— start of Excerpted passage —

PROVISION FOR INCOME TAXES

Provision for income taxes was $3.1 million for the three months ended June 30, 2003, an increase of $1.1 million from the provision for income taxes of $2.0 million for the three months ended June 28, 2002. The effective income tax rate was approximately 39.9% and 37.8% for the three months ended June 30, 2003 and June 28, 2002, respectively. The provision for income taxes increased approximately $0.9 million as a result of an increase in income from continuing operations before provision for income taxes.

During fiscal year 2002, the Company was notified by the Internal Revenue Service that the income tax returns for fiscal years ended March 31, 2000 and March 30, 2001 would be examined. Fieldwork was completed during the first quarter of fiscal year 2004, with anticipated final audit results during fiscal year 2004. Management does not anticipate the results of the audit to have a material impact on the financial condition or consolidated results of operations of the Company.

TOTAL LOSS FROM DISCONTINUED OPERATIONS

Net sales for the Imaging Business were $176.8 million for the three months ended June 28, 2002. The pretax loss from operations was $1.3 million for the three months ended June 28, 2002. The Imaging Business was sold on November 18, 2002.

NET INCOME

Net income for the three months ended June 30, 2003 totaled $4.7 million compared to net income of $2.6 million for the three months ended June 28, 2002. Net income for the three months ended June 28, 2002 included a charge of $0.8 million for the loss from discontinued operations. Otherwise, variances are due to the factors discussed above.

LIQUIDITY AND CAPITAL RESOURCES

As the Company’s business grows, its cash and working capital requirements will also continue to increase as a result of the anticipated growth of the Company’s operations. The Company expects this growth will be funded through a combination of cash flows from operating activities, revolving credit borrowings, and other financing arrangements.

— end of Excerpted passage —
— start of Extracted material —

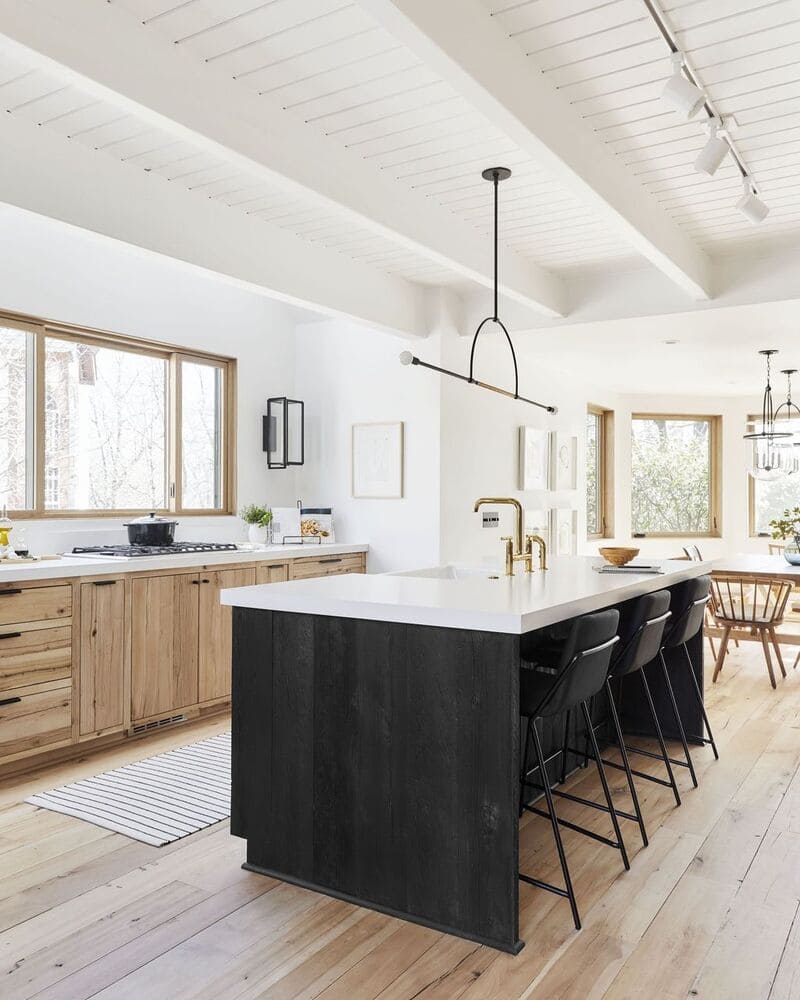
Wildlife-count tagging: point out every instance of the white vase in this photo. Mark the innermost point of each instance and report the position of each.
(258, 534)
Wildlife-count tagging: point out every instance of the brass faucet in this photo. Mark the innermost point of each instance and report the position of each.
(530, 541)
(514, 550)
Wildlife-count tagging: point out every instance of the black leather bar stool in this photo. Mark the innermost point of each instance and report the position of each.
(641, 633)
(689, 600)
(577, 675)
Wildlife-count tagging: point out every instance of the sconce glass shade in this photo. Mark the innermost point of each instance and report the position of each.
(284, 432)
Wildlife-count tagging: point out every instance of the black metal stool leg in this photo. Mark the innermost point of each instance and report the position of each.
(604, 782)
(564, 745)
(554, 822)
(626, 763)
(677, 714)
(660, 737)
(699, 694)
(524, 769)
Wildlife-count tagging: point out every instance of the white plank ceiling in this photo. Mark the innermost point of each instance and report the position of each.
(610, 61)
(329, 64)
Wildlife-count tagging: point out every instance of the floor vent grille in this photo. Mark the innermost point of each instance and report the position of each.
(168, 720)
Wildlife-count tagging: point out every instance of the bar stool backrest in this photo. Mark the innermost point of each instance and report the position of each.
(689, 601)
(584, 663)
(748, 601)
(641, 632)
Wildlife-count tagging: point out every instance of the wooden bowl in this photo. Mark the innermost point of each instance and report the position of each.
(618, 556)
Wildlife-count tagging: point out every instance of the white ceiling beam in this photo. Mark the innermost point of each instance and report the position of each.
(468, 48)
(42, 173)
(108, 52)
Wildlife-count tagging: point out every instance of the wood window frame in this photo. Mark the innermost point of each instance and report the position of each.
(174, 355)
(605, 472)
(715, 474)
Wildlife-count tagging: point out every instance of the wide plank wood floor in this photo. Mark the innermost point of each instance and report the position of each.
(709, 910)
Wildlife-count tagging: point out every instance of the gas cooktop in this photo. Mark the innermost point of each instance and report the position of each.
(139, 551)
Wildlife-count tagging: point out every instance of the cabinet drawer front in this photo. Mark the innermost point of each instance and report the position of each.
(35, 656)
(34, 604)
(34, 718)
(303, 569)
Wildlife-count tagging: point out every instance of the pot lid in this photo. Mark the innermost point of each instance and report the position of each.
(152, 519)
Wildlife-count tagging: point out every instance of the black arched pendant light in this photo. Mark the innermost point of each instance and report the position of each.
(495, 175)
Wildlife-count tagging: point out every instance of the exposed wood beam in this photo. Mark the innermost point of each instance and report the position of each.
(460, 41)
(108, 52)
(42, 173)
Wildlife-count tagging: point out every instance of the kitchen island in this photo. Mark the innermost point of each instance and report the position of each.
(376, 734)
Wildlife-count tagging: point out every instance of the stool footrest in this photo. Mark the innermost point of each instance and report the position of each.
(639, 774)
(543, 885)
(655, 756)
(574, 826)
(582, 801)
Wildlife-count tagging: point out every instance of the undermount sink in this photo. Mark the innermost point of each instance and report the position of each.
(453, 571)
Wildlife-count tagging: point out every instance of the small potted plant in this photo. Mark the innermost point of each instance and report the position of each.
(258, 519)
(788, 526)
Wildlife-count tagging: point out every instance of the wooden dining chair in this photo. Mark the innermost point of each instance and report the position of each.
(757, 605)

— end of Extracted material —

• **Required work**:
**a.** From the quarterly results excerpt above, reproduce word for word the part starting with "Net income for the three months ended June 30, 2003" and going on through "factors discussed above.".
**b.** According to the quarterly results excerpt, why did the provision for income taxes go up by about $0.9 million?
**c.** Answer these questions using the quarterly results excerpt:
(i) On what date was the Imaging Business sold?
(ii) What was the effective income tax rate for the three months ended June 30, 2003?
(iii) The Internal Revenue Service said it would examine the income tax returns for which fiscal years?

• **Solutions to each task**:
**a.**
Net income for the three months ended June 30, 2003 totaled $4.7 million compared to net income of $2.6 million for the three months ended June 28, 2002. Net income for the three months ended June 28, 2002 included a charge of $0.8 million for the loss from discontinued operations. Otherwise, variances are due to the factors discussed above.

**b.** The provision for income taxes rose by about $0.9 million because income from continuing operations before the provision for income taxes increased.

**c.**
(i) November 18, 2002
(ii) Approximately 39.9%
(iii) The fiscal years ended March 31, 2000 and March 30, 2001